- [Selected passage]:
^^^^

Quick sort is another divide and conquer type algorithm. Pick an arbitrary element q in the array called the pivot and divide the array into three sections. The first section contains all the elements less than q, the second section contains all the elements equal to q, and the last section contains all the elements larger than q. Run quicksort on the first and the last arrays. Then just merge the first, second, and third arrays by concatenating them together because the arrays are already in sorted order. If the pivot divides the array into two semi-balanced subsections, then this is a good pivot. The runtime will asymtopically be equivalent to merge sort. If the pivot is always bad and the subsections are not balanced, then quicksort devolves into a selection sort. The pivot is usually choosen randomly, so in the average case with random inputs, the pivot will be balanced most of the time.

void quick_sort(int* array, size_t left, size_t right) {
    if (left < right) {
        size_t q_idx = partition(array, left, right);
        quick_sort(array, 0, q_idx - 1);
        quick_sort(array, q_idx + 1, right);
    }
}

size_t partition(int* array, size_t left, size_t right) {
    size_t q_idx = random_between(left, right);
    swap(array, q_idx, right);

    int pivot = array[right];
    int i = left - 1;

    for (int j = left; j < right; j++) {
        if (array[j] <= pivot) {
            i += 1;
            swap(array, i, j);
        }
    }

    swap(array, i + 1, right);

    return i + 1;
}

Counting Sort #

In a counting sort, it is assumed that each of the \(n\) integers to sort fall within a range from \(0\) to \(k\) . The main idea is to count the number of elements less than a given element. If there are \(q\) elements smaller than an element, insert it at index \(q\) . Counting sort takes an auxillary array of size \(k\) to store the counts. Since it takes only two iterations to count and insert into the array. The runtime is only \(O(n + k)\) .

void counting_sort(int* array, int* dst, size_t size, int maximum_value) {
    int counts[maximum_value] = 0;

    for (int i = 0; i < size; i++) {
        counts[array[i]] += 1;
    }

    for (int i = 1; i < maximum_value; i++) {
        counts[i] += counts[i - 1];
    }    

    for (int i = size - 1; i >= 0; i--) {
        dst[counts[i]] = array[i];
        counts[array[i]] -= 1;
    }
}

Radix Sort #

Consider an alphabetical sort. Intuitively, you might begin by arranging the books by the first letter. Once all the books have been grouped by the first letter, you would continue sorting by the second letter and so one until all the books have been sorted. Radix sort follows the same principle. Begin by stably sorting by the most significant digit. Then stably sort by the second most significant digit and continue until all digits have been sorted. Choosing a stable sort guarantees that orderings from previous sorts are maintained. Otherwise, a radix sort would lose information from previous sorts and will fail. If counting sort is choosen as the stable sort and there are \(k\) digits, then a radix sort would complete in \(O(kn)\) time and take \(O(n)\) additional space.

^^^^

[Records]
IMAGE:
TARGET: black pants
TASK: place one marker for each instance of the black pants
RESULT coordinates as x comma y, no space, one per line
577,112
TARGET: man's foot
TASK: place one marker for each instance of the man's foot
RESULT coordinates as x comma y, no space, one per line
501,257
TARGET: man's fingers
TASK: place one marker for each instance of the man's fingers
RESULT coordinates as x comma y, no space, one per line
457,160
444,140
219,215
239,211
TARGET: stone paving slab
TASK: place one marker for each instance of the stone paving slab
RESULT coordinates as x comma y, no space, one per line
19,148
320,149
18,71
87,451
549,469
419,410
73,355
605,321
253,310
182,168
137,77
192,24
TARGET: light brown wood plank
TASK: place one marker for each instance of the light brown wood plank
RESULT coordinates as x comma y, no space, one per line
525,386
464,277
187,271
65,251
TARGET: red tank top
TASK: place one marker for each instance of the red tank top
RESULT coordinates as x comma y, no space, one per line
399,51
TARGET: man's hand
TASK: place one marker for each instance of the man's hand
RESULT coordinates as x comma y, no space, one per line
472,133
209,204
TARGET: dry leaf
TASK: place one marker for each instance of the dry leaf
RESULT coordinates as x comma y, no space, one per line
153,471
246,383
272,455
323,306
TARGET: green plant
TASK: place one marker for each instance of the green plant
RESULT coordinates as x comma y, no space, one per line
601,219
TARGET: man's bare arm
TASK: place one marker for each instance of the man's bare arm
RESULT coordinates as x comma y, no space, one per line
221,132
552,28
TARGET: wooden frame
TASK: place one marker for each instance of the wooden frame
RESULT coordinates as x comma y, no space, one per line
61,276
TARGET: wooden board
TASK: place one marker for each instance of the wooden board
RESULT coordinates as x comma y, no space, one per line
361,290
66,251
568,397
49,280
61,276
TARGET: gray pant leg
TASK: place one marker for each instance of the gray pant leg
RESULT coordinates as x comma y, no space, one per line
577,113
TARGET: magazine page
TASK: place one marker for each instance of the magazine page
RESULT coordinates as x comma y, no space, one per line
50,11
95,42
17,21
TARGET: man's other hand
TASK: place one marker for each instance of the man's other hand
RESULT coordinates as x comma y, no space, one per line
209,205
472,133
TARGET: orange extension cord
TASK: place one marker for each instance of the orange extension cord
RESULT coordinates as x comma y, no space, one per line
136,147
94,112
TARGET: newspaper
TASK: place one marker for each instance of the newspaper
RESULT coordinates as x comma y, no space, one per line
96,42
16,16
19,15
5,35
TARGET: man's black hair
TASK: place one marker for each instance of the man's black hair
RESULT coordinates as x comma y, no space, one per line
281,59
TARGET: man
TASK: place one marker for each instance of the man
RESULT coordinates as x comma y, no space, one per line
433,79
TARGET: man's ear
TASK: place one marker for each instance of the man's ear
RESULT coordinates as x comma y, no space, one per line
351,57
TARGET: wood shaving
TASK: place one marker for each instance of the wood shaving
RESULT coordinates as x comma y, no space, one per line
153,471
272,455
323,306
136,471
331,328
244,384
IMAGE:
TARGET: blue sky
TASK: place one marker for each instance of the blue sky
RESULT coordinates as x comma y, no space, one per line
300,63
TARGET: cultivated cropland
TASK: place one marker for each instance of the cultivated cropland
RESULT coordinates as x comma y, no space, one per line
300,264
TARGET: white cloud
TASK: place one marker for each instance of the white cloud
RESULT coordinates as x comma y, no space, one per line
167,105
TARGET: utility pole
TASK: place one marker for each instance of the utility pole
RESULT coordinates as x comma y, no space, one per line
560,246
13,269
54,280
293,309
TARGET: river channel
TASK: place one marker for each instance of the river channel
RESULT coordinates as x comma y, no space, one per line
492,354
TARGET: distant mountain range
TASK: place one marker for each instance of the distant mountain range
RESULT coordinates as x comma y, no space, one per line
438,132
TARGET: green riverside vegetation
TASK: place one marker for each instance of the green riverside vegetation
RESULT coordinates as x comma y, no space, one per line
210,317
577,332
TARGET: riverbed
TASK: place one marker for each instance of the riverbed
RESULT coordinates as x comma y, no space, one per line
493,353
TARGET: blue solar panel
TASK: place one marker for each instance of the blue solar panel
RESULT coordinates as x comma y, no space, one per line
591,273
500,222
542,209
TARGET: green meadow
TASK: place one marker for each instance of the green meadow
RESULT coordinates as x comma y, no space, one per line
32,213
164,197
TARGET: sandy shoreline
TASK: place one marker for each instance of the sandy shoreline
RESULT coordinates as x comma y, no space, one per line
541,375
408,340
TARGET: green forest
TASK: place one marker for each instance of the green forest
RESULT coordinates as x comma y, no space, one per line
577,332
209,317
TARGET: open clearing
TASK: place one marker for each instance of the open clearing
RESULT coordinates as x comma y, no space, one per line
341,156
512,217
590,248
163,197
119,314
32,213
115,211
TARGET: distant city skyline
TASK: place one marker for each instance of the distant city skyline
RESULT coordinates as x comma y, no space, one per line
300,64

^^^^

- [Exercises to complete]:
- 1) List the names of all functions whose full definitions appear in the code of the sorting text.
- 2) Answer these questions from the sorting text:
(a) In quicksort, what goes into the first of the three sections?
(b) What runtime does the text give for counting sort?
(c) If counting sort is the stable sort and there are \(k\) digits, how much time and additional space does radix sort take?
- 3) Translate this sentence from the sorting text into Spanish: "Choosing a stable sort guarantees that orderings from previous sorts are maintained."

- [The answers]:
- 1)
quick_sort
partition
counting_sort

- 2)
(a) All values less than the pivot q.
(b) \(O(n + k)\).
(c) \(O(kn)\) time and \(O(n)\) additional space.

- 3) Elegir un ordenamiento estable garantiza que se mantengan los órdenes de los ordenamientos anteriores.